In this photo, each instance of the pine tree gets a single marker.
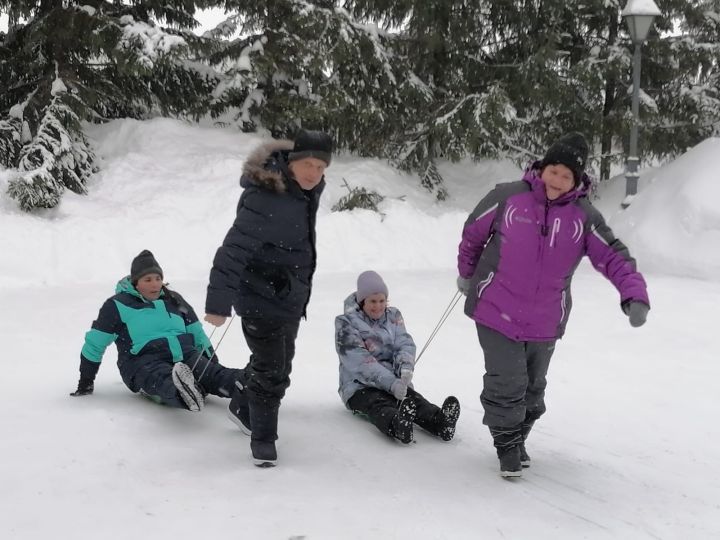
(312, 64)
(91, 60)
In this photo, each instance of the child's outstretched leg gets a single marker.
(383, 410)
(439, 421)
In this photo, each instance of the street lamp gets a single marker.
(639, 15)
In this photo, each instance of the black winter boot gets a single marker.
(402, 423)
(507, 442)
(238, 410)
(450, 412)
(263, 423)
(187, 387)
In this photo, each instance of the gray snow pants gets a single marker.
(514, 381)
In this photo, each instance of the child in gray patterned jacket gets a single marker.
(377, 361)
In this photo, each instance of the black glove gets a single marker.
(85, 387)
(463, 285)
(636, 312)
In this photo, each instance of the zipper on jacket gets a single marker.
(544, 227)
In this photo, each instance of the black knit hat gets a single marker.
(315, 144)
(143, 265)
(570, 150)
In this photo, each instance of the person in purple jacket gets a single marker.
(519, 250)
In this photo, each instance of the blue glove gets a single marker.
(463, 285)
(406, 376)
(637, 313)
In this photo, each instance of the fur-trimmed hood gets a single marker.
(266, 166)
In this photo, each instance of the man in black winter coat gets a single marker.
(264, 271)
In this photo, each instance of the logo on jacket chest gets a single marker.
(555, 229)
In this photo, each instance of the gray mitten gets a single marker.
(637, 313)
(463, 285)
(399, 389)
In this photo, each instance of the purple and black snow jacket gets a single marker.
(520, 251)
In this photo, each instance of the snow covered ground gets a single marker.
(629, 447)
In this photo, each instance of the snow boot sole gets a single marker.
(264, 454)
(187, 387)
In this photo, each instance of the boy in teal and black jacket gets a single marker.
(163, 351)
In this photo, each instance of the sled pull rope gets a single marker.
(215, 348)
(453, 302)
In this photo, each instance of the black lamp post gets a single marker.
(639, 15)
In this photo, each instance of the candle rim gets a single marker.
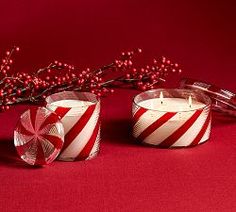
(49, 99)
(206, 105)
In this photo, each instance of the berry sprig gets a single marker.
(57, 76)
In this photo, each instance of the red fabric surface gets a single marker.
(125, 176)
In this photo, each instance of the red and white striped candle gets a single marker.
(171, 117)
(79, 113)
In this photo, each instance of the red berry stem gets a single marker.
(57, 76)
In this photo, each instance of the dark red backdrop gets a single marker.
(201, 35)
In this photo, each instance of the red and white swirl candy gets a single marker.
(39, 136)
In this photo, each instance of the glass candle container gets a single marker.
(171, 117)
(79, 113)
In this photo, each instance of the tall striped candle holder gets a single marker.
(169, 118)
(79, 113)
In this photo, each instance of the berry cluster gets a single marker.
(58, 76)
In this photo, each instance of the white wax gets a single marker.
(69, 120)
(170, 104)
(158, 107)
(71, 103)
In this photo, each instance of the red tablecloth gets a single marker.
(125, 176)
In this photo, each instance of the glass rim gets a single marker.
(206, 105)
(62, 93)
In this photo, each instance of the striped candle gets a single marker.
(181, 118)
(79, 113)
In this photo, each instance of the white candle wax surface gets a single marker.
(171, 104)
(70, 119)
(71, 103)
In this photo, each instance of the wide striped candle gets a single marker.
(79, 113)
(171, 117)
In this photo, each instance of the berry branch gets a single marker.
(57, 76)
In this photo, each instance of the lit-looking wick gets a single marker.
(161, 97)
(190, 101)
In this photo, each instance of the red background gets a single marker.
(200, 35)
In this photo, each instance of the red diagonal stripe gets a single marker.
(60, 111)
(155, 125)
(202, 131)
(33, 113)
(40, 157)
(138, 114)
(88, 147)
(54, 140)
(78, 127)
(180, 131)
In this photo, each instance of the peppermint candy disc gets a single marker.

==

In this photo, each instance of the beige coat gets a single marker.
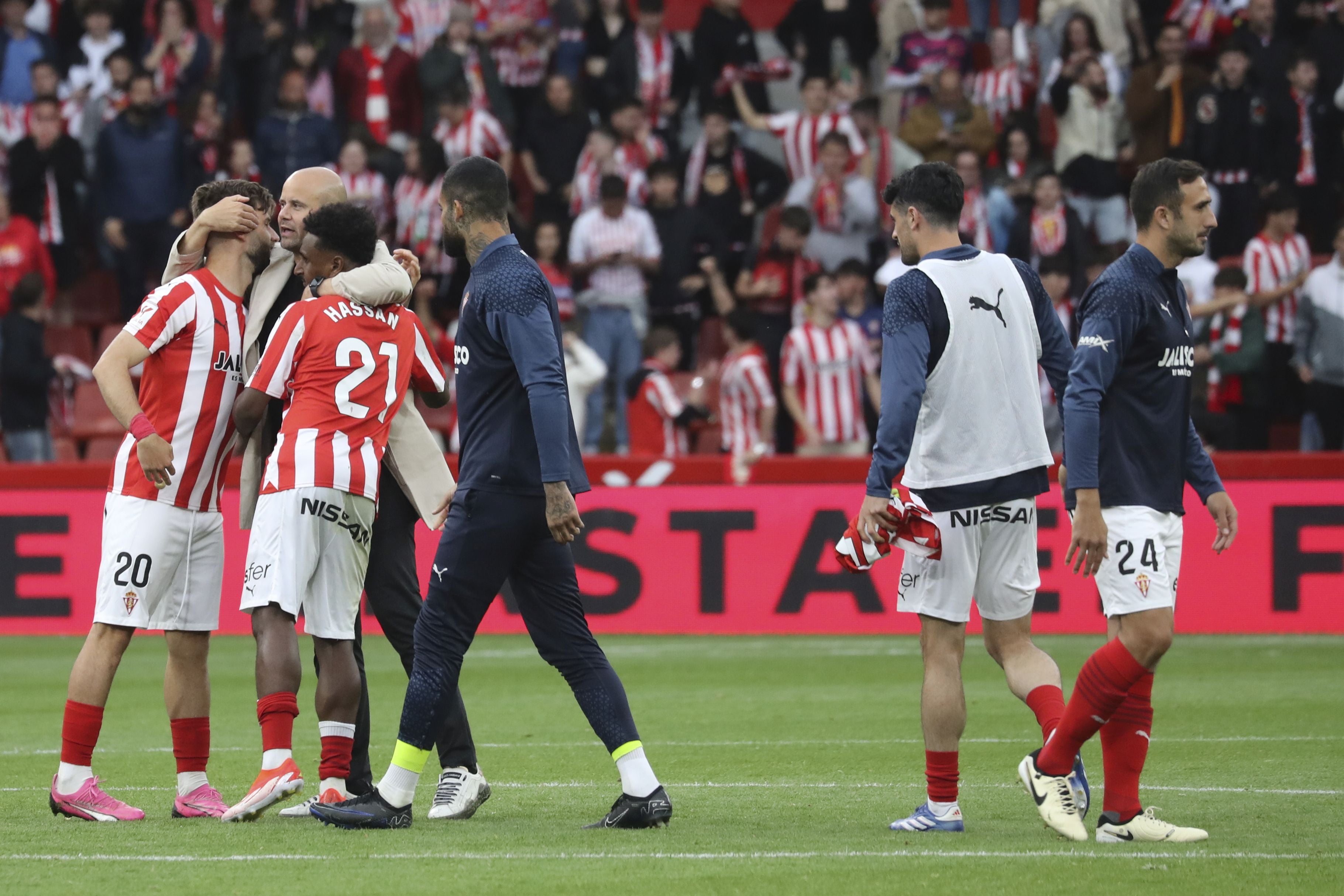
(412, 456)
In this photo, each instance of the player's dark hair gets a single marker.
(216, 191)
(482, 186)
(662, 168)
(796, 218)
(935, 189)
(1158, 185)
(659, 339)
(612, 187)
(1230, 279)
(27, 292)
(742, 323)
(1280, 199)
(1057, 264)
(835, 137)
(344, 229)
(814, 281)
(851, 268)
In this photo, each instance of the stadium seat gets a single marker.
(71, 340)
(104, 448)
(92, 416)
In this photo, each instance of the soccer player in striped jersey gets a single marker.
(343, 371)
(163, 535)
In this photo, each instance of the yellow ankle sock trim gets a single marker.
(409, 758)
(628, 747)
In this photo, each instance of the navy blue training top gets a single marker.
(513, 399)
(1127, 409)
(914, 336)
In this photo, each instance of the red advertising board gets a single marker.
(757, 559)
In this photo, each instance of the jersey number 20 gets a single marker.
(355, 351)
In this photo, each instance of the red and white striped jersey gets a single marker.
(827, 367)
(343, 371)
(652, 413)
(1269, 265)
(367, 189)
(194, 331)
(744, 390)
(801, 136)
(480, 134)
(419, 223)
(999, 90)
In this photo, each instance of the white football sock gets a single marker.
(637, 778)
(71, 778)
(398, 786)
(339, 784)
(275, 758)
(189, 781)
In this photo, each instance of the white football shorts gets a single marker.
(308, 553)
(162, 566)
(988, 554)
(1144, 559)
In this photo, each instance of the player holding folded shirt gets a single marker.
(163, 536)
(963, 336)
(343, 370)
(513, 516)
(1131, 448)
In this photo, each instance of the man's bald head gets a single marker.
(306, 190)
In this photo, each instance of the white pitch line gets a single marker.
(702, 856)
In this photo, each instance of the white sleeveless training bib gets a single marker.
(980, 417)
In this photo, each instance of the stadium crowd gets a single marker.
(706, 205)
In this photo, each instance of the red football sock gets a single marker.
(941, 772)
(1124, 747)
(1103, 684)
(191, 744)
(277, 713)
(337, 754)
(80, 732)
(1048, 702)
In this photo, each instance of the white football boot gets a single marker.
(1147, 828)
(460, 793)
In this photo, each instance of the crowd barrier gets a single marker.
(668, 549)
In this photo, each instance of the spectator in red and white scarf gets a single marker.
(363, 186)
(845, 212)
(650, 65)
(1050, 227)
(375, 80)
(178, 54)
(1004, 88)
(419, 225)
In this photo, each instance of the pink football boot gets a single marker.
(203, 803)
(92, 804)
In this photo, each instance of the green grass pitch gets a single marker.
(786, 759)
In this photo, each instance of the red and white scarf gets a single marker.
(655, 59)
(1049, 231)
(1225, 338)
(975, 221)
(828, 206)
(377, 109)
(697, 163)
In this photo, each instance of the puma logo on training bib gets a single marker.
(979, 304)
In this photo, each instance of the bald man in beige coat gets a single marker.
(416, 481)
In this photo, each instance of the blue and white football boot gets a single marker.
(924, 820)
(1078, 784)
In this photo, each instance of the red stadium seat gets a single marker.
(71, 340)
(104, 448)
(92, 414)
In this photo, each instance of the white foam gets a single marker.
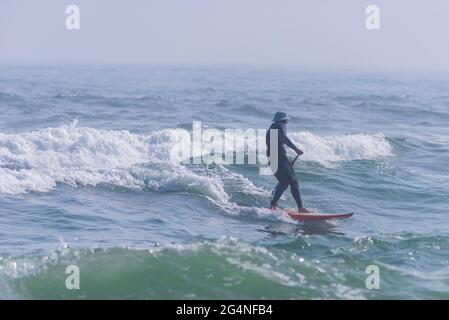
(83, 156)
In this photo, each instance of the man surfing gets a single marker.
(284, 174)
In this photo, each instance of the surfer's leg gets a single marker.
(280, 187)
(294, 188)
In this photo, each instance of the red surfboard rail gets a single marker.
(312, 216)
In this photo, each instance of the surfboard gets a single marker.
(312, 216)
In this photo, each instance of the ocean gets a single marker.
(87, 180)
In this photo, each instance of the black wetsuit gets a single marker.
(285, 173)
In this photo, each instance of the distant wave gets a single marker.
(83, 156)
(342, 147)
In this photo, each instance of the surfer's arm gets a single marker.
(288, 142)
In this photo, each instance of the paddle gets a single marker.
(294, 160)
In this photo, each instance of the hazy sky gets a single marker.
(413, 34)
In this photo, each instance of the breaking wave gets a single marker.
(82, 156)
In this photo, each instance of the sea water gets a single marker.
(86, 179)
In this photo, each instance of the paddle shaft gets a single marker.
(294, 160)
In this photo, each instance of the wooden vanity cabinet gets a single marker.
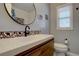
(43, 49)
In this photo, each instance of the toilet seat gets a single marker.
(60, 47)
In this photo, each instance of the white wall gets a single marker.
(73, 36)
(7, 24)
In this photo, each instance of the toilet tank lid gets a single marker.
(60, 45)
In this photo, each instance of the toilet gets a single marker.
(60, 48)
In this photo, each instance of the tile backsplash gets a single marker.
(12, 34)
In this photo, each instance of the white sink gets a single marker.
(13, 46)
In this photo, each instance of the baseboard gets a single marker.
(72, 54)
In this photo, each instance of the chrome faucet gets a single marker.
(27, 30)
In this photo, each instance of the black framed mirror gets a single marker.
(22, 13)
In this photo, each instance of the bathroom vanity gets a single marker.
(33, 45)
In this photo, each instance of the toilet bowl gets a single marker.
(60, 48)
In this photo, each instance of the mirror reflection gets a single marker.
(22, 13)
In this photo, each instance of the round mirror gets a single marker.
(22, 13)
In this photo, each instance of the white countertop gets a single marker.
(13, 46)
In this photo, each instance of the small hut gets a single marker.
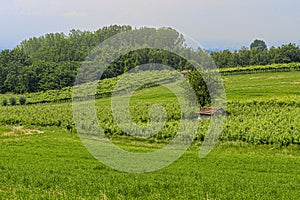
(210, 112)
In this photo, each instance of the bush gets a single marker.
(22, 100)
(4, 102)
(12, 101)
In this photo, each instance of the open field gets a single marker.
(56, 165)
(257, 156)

...

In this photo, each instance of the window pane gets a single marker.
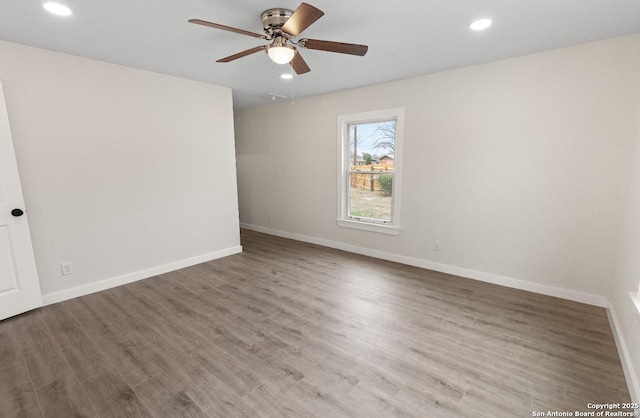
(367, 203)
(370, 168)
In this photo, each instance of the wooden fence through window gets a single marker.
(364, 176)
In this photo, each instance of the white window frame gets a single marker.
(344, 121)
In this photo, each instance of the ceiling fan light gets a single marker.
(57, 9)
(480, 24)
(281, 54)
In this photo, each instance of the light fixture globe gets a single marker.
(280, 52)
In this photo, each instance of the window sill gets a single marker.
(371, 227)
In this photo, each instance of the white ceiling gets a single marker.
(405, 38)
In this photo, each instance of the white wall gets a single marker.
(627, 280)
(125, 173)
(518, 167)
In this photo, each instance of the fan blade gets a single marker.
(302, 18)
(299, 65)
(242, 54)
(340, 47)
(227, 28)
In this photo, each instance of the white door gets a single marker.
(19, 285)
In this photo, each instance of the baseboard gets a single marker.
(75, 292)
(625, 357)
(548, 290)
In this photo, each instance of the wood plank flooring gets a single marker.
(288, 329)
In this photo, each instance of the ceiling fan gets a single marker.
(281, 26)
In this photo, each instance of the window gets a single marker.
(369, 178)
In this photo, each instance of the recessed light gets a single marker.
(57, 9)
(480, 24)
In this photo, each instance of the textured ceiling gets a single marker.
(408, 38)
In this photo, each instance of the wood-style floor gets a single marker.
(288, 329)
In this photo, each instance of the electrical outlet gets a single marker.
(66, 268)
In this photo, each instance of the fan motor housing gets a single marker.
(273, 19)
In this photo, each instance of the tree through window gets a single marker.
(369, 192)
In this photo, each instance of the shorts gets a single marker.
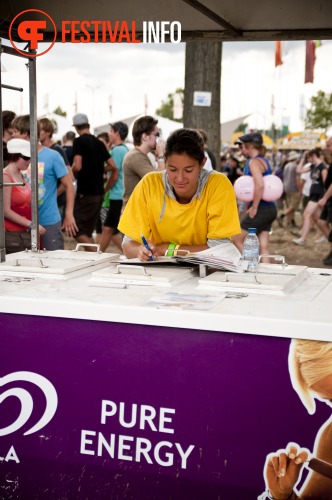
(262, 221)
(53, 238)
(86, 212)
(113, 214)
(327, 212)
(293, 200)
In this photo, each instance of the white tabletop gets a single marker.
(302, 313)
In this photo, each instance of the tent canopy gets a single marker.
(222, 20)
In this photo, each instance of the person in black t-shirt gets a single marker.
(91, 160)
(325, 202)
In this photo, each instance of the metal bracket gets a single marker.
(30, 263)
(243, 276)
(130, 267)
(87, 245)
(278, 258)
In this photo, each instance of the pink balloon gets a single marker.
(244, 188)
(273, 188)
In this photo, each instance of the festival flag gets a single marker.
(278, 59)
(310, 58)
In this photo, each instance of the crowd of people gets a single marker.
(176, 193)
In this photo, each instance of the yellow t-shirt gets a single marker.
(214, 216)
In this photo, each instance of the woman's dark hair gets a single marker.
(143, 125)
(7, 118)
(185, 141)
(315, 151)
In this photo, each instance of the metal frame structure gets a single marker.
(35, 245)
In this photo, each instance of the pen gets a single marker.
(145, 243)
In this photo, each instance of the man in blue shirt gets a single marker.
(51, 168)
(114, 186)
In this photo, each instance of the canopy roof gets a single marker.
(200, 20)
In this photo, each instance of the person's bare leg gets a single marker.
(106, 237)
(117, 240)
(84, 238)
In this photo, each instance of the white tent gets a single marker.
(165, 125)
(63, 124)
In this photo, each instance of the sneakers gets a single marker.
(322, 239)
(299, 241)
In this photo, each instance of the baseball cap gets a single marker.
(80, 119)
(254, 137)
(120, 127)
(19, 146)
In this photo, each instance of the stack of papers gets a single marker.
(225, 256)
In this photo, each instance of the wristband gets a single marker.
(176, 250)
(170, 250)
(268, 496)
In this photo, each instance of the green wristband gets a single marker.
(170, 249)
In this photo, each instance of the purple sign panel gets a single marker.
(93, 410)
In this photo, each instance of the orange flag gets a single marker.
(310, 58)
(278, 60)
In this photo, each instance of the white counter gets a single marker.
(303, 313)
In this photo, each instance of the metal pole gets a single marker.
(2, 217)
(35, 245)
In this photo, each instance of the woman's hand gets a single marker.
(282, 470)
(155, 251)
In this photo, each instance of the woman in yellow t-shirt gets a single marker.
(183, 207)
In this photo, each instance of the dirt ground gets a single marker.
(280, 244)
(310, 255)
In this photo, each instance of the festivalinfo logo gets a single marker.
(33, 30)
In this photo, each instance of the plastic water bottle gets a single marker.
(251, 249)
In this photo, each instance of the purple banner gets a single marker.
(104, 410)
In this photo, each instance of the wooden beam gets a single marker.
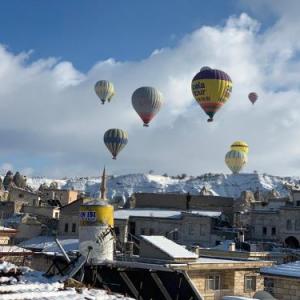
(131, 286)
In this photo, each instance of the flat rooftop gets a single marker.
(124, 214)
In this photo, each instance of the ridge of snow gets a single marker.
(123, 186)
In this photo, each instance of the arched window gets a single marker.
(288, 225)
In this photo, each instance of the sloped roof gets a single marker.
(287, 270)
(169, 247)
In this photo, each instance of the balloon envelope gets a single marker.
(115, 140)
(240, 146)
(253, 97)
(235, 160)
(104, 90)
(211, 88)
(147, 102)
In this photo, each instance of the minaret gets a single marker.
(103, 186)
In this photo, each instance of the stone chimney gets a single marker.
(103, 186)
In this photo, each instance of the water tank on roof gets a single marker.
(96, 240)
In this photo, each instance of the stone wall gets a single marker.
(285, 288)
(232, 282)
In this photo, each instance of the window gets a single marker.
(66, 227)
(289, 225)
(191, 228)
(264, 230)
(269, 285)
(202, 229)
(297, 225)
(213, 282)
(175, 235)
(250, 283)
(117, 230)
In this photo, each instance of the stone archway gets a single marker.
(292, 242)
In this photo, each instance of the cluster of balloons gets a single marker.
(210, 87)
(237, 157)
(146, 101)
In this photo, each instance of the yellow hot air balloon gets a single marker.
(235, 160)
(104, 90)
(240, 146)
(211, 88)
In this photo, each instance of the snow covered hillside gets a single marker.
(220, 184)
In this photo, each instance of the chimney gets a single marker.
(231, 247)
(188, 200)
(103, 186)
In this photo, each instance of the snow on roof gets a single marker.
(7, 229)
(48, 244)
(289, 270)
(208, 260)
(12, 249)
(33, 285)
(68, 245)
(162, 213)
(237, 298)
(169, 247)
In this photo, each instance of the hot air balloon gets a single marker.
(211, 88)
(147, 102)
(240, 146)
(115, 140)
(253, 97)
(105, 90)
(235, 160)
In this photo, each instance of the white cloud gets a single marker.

Your objective -
How many lines in the material above contain the word "glove"? Tally them with case mattering, and reply with the number alone.

Exercise response -
2